Blood pudding

Tuur van Balen's "Cook Me: Black Bile" is a recipe for controlling feelings of melancholy.

From the Series

Biotechnologies like synthetic biology can give detailed insight into our metabolic processes and introduce new interactions with our body.

Speculative designer Tuur van Balen’s “Cook Me: Black Bile” is a recipe that uses bespoke yeasts to measure chemicals in the blood and alter levels of serotonin accordingly, making one feel less or more melancholic.

To do so, a dish is cooked from a leech that has first fed itself on the body. A blood mousse is cooked from the parasite’s body, accompanied by oyster mushroom, a red currant sauce and blood sorrel.

The recipe is inspired by Hippocrates’s “Four Humours” theory that sees the body as an entity comprising four basic substances: yellow bile, blood, phlegm and black bile. This theory inspired the medical practice of bloodletting, aimed at restoring physical and mental health by bringing these bodily fluids back into balance. Each substance is linked to a specific temperament. Black bile, the fictional of these four fluids, evokes the humour of melancholy.

Van Balen says: “This work examines the space between ancient beliefs and future unknowns, between nonsense and science, the kitchen and the pharmacy.”

▶ WORK INSTRUCTIONS:
1 - In the blood pudding text, what does the leech dish's blood mousse come with?
2 - Please list the four basic substances that Hippocrates's theory says make up the body, as named in the blood pudding text.
These lines have no connection to the blood pudding text.

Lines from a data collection
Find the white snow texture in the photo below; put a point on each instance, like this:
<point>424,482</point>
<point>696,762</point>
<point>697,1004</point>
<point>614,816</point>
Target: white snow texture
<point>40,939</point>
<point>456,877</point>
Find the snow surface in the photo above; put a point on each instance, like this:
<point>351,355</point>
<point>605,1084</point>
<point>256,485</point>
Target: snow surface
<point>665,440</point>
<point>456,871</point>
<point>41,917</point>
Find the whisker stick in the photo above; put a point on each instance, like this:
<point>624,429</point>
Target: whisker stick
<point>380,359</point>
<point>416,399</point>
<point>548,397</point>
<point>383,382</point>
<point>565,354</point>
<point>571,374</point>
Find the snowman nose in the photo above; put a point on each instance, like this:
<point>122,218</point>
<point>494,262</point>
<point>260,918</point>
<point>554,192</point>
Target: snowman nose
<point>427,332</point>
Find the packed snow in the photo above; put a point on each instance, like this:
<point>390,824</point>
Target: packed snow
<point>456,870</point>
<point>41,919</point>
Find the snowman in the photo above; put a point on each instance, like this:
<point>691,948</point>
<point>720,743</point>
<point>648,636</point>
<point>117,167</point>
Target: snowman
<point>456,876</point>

▶ ANSWERS TO THE TASKS:
1 - Oyster mushroom, a red currant sauce and blood sorrel.

2 - Yellow bile, blood, phlegm, black bile